§ **PROVIDED PASSAGE**:
/---
Chase Jarvis, a man that I always admire for not only his amazing work but for his thought process as well. Every time I read his blog it fills me with thoughts about being a full-time pro photographer. In a series of two posts, he brings up the question of “do you want to go pro or stay amateur?” This was a question that I battled with a long time ago and I think that most of you will come across it during your time in Korea, as well.
What happened to me was simple. I was working for the AFC Champions League and during the final part of the season in Korea I got talking to the event organizers. They mentioned about positions in Singapore and it would be great if I could travel around with them a bit more. It was a great idea, be a pro football photographer in Asia! Then reality struck that I would have to quit my job for something that I wasn’t sure would or could support me. The fact was that I was working only for a few hundred bucks a game and was doing it more for the thrill than anything.
When my school decided not to let me travel for the final game, they went with another photo company and have been with them ever since. Was it the right move? Maybe, maybe not, but what you have to realize is that especially in Korea, you have to choose between both jobs. It is not so hard to make a decision when one job includes your apartment and the other is not quite legal unless you are on an F-series visa.
\---
§ **RECORDS**:
/---
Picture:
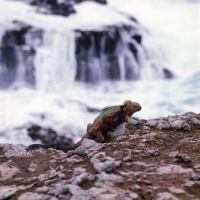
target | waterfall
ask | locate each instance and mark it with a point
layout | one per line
(55, 61)
(51, 60)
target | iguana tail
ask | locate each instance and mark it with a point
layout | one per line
(63, 148)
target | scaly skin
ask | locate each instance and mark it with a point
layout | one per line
(107, 121)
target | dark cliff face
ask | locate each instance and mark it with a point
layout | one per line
(56, 7)
(98, 55)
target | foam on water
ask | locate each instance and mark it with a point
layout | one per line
(173, 25)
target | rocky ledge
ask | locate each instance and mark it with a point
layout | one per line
(158, 159)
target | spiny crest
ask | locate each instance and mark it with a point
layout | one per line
(106, 112)
(126, 102)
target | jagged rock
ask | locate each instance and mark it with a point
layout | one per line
(162, 163)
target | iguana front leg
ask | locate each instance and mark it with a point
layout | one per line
(99, 137)
(132, 121)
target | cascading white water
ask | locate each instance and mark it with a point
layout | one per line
(55, 61)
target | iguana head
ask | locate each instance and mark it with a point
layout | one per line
(131, 107)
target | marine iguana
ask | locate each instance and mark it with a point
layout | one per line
(107, 121)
\---
§ **TO BE DONE**:
- a) Decide whether each statement agrees with the blog post on going pro as a photographer, answering yes or no and quoting the words of the post that decide it: (i) The writer earned a few hundred dollars per game. (ii) The writer traveled to the final game. (iii) The event organizers mentioned positions in Singapore.
- b) According to the blog post on going pro as a photographer, what kind of visa makes the photography job legal in Korea?

§ **PER-TASK ANSWERS**:
- a)
(i) Yes: "I was working only for a few hundred bucks a game"
(ii) No: "When my school decided not to let me travel for the final game"
(iii) Yes: "They mentioned about positions in Singapore"

- b) An F-series visa.